------ Text section ------

The Technics SL-1200 turntable, a staple in many DJ booths since its inception, turns 40 this year. To celebrate the birthday of this now-ancient (in tech terms) icon in the world of record spinners everywhere, Panasonic-owned Technics has unveiled two new sets of Pro DJ headphones: the RP-DH1250 and the RP-DJ1205. We had a chance to review the larger, glitzier, and higher-priced of the two, the DH1250 earlier. We really enjoyed their soundscape and features and recommend you check them out. We have now returned for a look at the DH1250’s more conservatively styled, younger brother, the DJ1205.
Though it may not seem fair to compare the DH1250 and the DJ1205 directly since they are in slightly different price categories, they are separated by only $40 ($269.99 and $229.99 respectively). That’s not a huge spread at this price point, though, so comparisons are inevitable. And as we found out, sibling rivalries are not always pretty, and not all family members are cut from the same cloth.
Out of the box
Both the DH1250 and the DJ1205 come in sleek black boxes with their picture on the cover, silver bodies, and earpieces that replicate the familiar bumpy knobs on the side of the SL-1200 turntable. As the two halves of the box are separated, the ‘phones inside are revealed with earpieces folded-in, and a small interior compartment that houses the accessories. The major difference between the DJ1205 and the DH1250: The DH1250 comes with both an accordion-style DJ cable, as well as an iOS compatible cable to allow you to make calls, adjust volume, and advance songs on-the-fly with your iOS device. The DJ1205, however, comes only with a single 3-meter long DJ-style cable that is not removable. Already, we’re missing one of our favorite features from the DH1250! The rest of the accessories are the same, with a screw-on 24K gold ¼-inch jack, and a black leatherette bag for storage and travel.

------

Objective ▸ Transcribe the headphone review in full, word for word. The rows that come after this play no part in it.

------ Records ------

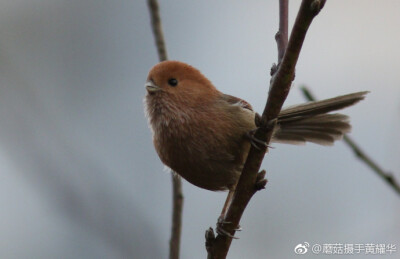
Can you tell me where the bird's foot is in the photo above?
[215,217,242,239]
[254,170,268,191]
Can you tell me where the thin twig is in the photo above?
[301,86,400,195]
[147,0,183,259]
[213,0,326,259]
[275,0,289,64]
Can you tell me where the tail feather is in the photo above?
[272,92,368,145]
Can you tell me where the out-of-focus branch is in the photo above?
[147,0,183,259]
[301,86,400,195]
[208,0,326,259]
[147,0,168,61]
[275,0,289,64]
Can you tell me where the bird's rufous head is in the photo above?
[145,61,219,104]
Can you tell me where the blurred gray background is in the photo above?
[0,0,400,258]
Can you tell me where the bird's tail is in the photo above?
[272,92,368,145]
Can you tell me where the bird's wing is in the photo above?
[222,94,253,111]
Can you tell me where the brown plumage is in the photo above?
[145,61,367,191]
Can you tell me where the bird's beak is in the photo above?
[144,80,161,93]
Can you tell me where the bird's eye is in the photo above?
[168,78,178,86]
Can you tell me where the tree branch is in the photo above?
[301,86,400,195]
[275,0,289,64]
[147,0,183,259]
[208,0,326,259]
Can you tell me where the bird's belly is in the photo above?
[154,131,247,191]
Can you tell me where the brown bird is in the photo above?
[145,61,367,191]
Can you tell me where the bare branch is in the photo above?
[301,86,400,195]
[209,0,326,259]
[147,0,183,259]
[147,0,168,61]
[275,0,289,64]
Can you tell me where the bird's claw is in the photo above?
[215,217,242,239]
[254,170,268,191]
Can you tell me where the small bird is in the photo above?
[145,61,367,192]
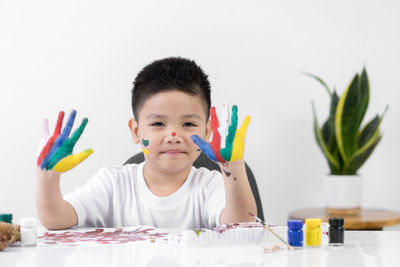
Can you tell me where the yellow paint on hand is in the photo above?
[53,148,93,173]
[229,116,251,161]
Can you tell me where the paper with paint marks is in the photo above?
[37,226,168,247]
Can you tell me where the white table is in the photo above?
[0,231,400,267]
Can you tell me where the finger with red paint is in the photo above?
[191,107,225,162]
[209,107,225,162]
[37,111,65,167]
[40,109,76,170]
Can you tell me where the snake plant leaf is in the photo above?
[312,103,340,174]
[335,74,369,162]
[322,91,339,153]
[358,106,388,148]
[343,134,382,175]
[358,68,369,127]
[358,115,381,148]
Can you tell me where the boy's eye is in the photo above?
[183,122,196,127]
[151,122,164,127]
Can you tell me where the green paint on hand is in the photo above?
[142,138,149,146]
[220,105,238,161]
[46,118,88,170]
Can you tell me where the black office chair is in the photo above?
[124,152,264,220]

------

Right answer ▸
The Technics SL-1200 turntable, a staple in many DJ booths since its inception, turns 40 this year. To celebrate the birthday of this now-ancient (in tech terms) icon in the world of record spinners everywhere, Panasonic-owned Technics has unveiled two new sets of Pro DJ headphones: the RP-DH1250 and the RP-DJ1205. We had a chance to review the larger, glitzier, and higher-priced of the two, the DH1250 earlier. We really enjoyed their soundscape and features and recommend you check them out. We have now returned for a look at the DH1250’s more conservatively styled, younger brother, the DJ1205.
Though it may not seem fair to compare the DH1250 and the DJ1205 directly since they are in slightly different price categories, they are separated by only $40 ($269.99 and $229.99 respectively). That’s not a huge spread at this price point, though, so comparisons are inevitable. And as we found out, sibling rivalries are not always pretty, and not all family members are cut from the same cloth.
Out of the box
Both the DH1250 and the DJ1205 come in sleek black boxes with their picture on the cover, silver bodies, and earpieces that replicate the familiar bumpy knobs on the side of the SL-1200 turntable. As the two halves of the box are separated, the ‘phones inside are revealed with earpieces folded-in, and a small interior compartment that houses the accessories. The major difference between the DJ1205 and the DH1250: The DH1250 comes with both an accordion-style DJ cable, as well as an iOS compatible cable to allow you to make calls, adjust volume, and advance songs on-the-fly with your iOS device. The DJ1205, however, comes only with a single 3-meter long DJ-style cable that is not removable. Already, we’re missing one of our favorite features from the DH1250! The rest of the accessories are the same, with a screw-on 24K gold ¼-inch jack, and a black leatherette bag for storage and travel.